EQ 6: Monotonicity

(a) Definition.

A function f is monotonic in its argument \( \equiv \) (x \( \Rightarrow \) y) \( \hspace{0.2 cm } \Rightarrow \hspace{0.2 cm } \) (f.x \( \Rightarrow \) f.y)

Note: The textual substitution approach in the Inference Rules provided below are a better way to work out monotonicity etc than a 'function' approach using above idea.

A function is anti-monotonic in its argument \( \equiv \) (x \( \Rightarrow \) y) \( \hspace{0.2 cm } \Rightarrow \hspace{0.2 cm } \) (f.x \( \Leftarrow \) f.y)

(b) Monotonicity of Logical Operators

\( \hspace{0.5 cm } \vee \) Monotonic. (p \( \Rightarrow \) q) \( \hspace{0.2 cm } \Rightarrow \hspace{0.2 cm } \) (p \( \vee \) r) \( \Rightarrow \) (q \( \vee \) r )

\( \hspace{0.5 cm } \wedge \) Monotonic. (p \( \Rightarrow \) q) \( \hspace{0.2 cm } \Rightarrow \hspace{0.2 cm } \) (p \( \wedge \) r) \( \Rightarrow \) (q \( \wedge \) r )

\( \hspace{0.5 cm } \neg \) Antimonotonic. (p \( \Rightarrow \) q) \( \hspace{0.2 cm } \Rightarrow \hspace{0.2 cm } \) ( \( \neg \) p \( \Leftarrow \) \( \neg \) q )

\( \hspace{0.5 cm } \Rightarrow \) Antimonotonic Antecedent. (p \( \Rightarrow \) q) \( \hspace{0.2 cm }\) \( \Rightarrow \) \( \hspace{0.2 cm }\) ( (p \( \Rightarrow \) r) \( \Leftarrow \) (q \( \Rightarrow \) r) )

\( \hspace{0.5 cm } \Rightarrow \) Monotonic Consequent. (p \( \Rightarrow \) q) \( \hspace{0.2 cm }\) \( \Rightarrow \) \( \hspace{0.2 cm }\) ( (r \( \Rightarrow \) p) \( \Rightarrow \) (r \( \Rightarrow \) q) )

TASK INSTRUCTIONS =
**1.** Answer these from the monotonicity notes:
(a) Which logical operator is labeled antimonotonic with no further qualifier?
(b) According to the note, what is a better way to work out monotonicity than a 'function' approach?
(c) For the implication operator, which side is labeled monotonic?
**2.** Quote the monotonicity notes word for word, everything from "EQ 6: Monotonicity" down to "(f.x \( \Leftarrow \) f.y)".

RECORDS SHOWN =

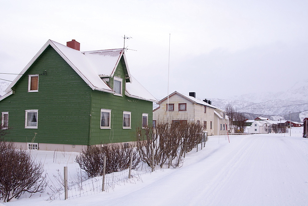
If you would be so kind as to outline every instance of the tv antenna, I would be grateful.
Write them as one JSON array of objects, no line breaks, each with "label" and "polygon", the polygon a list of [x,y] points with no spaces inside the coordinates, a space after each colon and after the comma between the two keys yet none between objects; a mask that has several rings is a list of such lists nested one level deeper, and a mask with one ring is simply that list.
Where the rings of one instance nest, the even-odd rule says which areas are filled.
[{"label": "tv antenna", "polygon": [[136,50],[134,50],[134,49],[128,49],[127,47],[125,47],[125,39],[127,39],[129,40],[131,39],[132,39],[133,38],[132,37],[130,36],[129,37],[128,36],[126,36],[125,35],[124,35],[124,37],[122,37],[122,38],[124,39],[124,45],[123,47],[123,48],[125,50],[132,50],[133,51],[136,51]]}]

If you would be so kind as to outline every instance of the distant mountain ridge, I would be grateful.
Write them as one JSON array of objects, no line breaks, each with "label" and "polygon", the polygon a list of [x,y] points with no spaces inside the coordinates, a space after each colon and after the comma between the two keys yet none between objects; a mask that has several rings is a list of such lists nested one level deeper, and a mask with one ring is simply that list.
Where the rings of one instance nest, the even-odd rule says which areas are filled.
[{"label": "distant mountain ridge", "polygon": [[[307,82],[308,80],[298,82],[285,92],[251,93],[230,97],[226,99],[211,100],[212,104],[219,108],[224,109],[225,105],[230,103],[239,111],[252,114],[283,117],[291,112],[298,114],[298,117],[295,119],[298,121],[302,118],[298,114],[302,113],[302,115],[304,116],[306,113],[303,112],[308,111],[308,104],[306,104],[308,103]],[[294,106],[286,106],[291,105]]]},{"label": "distant mountain ridge", "polygon": [[10,85],[10,83],[6,81],[0,81],[0,97],[2,97],[5,94],[4,91]]}]

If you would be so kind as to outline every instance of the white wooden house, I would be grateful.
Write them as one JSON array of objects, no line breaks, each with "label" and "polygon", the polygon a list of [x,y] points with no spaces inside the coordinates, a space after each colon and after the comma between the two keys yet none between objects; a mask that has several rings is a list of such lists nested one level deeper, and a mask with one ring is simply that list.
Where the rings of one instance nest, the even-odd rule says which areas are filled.
[{"label": "white wooden house", "polygon": [[247,127],[247,130],[248,133],[253,134],[267,133],[265,131],[265,127],[268,127],[271,125],[265,121],[256,120],[250,127]]},{"label": "white wooden house", "polygon": [[[168,119],[172,122],[194,121],[203,126],[209,135],[226,133],[229,120],[225,112],[212,105],[210,101],[196,98],[196,93],[188,95],[176,91],[157,103],[159,106],[153,110],[155,124],[159,119]],[[167,108],[168,109],[167,109]],[[227,126],[226,126],[226,124]]]}]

EXERCISE SOLUTIONS =
**1.**
(a) Negation (¬).
(b) The textual substitution approach in the Inference Rules.
(c) The consequent.

**2.**
EQ 6: Monotonicity

(a) Definition.

A function f is monotonic in its argument \( \equiv \) (x \( \Rightarrow \) y) \( \hspace{0.2 cm } \Rightarrow \hspace{0.2 cm } \) (f.x \( \Rightarrow \) f.y)

Note: The textual substitution approach in the Inference Rules provided below are a better way to work out monotonicity etc than a 'function' approach using above idea.

A function is anti-monotonic in its argument \( \equiv \) (x \( \Rightarrow \) y) \( \hspace{0.2 cm } \Rightarrow \hspace{0.2 cm } \) (f.x \( \Leftarrow \) f.y)